* _WORK TO BE COMPLETED_
How many lines in the entries below contain the string "flag"? Count only case-sensitive matches, and reply with the number alone.

[Named-object pointing records]
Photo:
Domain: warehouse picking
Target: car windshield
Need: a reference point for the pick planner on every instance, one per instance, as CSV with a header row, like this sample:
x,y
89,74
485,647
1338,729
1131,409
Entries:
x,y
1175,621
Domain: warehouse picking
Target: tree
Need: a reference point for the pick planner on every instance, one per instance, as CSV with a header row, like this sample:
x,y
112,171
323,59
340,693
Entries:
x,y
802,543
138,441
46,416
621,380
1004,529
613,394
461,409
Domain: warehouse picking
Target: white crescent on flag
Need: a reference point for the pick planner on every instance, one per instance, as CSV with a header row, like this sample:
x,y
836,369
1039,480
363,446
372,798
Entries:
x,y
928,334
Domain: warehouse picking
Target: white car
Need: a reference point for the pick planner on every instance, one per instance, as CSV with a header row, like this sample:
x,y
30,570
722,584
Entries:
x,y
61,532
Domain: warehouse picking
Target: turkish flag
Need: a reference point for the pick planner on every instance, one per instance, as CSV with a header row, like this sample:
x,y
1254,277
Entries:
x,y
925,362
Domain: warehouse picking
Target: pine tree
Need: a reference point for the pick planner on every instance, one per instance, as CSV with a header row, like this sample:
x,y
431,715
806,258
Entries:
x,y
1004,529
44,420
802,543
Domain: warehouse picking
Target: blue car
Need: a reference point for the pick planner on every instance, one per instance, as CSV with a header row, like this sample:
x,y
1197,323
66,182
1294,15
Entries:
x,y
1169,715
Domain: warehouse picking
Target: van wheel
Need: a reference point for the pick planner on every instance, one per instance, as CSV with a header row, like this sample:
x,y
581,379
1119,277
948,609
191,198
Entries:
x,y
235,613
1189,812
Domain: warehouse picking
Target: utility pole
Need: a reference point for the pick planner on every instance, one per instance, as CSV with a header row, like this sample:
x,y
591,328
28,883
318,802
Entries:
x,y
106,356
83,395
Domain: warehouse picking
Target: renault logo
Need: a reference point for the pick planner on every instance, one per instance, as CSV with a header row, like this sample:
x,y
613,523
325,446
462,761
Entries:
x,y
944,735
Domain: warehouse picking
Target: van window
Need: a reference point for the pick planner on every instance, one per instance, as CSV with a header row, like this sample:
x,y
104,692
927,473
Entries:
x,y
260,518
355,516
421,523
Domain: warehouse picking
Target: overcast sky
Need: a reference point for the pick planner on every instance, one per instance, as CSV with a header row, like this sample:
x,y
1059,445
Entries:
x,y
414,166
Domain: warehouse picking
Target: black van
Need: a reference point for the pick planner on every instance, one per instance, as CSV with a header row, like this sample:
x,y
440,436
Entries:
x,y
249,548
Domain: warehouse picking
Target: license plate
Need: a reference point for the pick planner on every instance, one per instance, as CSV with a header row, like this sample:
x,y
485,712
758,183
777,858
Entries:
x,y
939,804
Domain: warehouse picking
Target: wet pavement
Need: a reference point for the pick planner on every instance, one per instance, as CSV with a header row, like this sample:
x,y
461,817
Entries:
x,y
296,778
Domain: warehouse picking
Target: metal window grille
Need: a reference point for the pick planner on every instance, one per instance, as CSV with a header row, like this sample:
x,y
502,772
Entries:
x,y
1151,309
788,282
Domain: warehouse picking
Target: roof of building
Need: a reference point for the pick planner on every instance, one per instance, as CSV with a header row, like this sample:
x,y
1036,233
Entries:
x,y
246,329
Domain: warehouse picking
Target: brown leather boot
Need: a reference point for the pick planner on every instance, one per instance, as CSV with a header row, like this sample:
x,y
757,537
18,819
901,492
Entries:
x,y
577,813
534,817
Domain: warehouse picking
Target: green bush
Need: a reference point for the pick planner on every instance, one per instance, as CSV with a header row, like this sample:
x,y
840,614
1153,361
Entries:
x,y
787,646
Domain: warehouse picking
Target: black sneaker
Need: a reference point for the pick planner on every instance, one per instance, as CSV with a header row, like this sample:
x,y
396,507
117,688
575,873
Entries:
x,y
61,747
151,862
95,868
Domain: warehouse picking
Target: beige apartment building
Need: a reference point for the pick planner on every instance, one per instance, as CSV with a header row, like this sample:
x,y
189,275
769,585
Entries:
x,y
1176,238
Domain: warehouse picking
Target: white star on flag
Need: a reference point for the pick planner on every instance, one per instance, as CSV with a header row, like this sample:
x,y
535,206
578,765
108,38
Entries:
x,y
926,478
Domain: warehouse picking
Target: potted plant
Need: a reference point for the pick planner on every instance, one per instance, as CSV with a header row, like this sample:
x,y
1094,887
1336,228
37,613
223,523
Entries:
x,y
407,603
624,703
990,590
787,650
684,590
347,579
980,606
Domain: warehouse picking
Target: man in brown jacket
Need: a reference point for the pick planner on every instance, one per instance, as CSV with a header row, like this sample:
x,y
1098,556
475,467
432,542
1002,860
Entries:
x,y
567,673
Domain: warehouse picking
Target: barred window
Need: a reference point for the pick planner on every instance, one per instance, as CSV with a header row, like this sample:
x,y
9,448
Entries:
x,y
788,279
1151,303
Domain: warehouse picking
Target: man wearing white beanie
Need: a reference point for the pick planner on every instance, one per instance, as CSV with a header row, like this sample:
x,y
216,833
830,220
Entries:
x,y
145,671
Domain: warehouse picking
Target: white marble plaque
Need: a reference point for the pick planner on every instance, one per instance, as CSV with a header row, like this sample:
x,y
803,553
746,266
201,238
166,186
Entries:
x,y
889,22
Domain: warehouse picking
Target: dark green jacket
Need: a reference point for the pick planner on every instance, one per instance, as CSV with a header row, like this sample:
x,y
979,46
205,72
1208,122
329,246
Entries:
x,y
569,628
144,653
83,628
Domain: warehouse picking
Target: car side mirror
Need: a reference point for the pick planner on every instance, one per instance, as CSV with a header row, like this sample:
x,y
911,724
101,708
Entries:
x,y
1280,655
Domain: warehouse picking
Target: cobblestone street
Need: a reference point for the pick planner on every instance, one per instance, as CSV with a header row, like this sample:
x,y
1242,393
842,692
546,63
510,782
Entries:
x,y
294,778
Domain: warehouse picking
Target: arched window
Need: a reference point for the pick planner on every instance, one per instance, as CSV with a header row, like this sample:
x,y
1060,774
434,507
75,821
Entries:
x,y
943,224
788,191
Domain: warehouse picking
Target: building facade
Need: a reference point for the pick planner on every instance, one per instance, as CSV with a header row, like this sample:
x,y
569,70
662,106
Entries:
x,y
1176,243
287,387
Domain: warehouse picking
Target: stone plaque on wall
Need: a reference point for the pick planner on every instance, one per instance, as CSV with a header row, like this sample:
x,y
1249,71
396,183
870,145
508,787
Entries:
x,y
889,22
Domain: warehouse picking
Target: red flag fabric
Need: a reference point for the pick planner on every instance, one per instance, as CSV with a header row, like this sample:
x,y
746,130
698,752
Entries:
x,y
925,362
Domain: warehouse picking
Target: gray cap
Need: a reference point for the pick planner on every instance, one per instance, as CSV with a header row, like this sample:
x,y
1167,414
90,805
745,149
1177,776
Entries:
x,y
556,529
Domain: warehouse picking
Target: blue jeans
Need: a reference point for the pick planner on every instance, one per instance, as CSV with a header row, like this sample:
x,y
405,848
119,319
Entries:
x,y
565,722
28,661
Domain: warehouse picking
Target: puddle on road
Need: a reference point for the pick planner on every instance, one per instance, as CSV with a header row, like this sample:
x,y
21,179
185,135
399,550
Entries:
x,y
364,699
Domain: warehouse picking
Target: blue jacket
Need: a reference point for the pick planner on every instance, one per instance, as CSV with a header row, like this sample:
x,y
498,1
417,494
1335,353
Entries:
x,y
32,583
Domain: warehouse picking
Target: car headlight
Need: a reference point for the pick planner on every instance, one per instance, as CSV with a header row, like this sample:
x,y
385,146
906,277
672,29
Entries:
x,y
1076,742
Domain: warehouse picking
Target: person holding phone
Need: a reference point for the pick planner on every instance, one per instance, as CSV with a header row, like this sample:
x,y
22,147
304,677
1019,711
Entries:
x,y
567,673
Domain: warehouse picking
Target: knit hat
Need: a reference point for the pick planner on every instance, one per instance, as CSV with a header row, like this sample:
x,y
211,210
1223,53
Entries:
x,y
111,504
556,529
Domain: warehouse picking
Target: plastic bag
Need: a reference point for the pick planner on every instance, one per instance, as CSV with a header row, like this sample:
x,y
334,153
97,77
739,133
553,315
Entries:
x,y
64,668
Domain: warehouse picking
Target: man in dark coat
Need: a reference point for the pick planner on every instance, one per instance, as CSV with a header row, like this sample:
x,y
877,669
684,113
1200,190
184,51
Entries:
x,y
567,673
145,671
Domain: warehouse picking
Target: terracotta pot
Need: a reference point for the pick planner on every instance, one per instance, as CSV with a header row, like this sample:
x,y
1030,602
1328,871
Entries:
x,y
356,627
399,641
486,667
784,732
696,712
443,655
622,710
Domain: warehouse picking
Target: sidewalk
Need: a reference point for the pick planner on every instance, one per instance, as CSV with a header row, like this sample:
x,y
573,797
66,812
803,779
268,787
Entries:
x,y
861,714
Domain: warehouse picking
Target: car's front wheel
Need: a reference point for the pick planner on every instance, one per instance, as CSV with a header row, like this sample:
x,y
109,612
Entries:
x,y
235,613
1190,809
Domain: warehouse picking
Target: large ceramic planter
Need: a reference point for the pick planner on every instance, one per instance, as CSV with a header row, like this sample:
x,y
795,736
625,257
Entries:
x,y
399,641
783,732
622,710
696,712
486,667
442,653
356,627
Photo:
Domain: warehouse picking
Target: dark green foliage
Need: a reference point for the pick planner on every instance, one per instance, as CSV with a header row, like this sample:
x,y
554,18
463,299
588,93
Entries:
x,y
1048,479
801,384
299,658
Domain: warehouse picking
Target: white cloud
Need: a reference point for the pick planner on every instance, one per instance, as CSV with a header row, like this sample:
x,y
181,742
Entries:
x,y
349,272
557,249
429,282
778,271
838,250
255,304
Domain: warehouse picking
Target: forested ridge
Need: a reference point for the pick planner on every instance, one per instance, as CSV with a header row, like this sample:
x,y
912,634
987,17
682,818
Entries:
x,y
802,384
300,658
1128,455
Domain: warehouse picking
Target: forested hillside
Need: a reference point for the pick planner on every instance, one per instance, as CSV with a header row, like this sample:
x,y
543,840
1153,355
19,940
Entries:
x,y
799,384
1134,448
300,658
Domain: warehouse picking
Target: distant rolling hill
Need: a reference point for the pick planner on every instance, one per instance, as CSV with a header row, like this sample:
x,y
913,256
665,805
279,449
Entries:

* _RESULT OF THIS EXERCISE_
4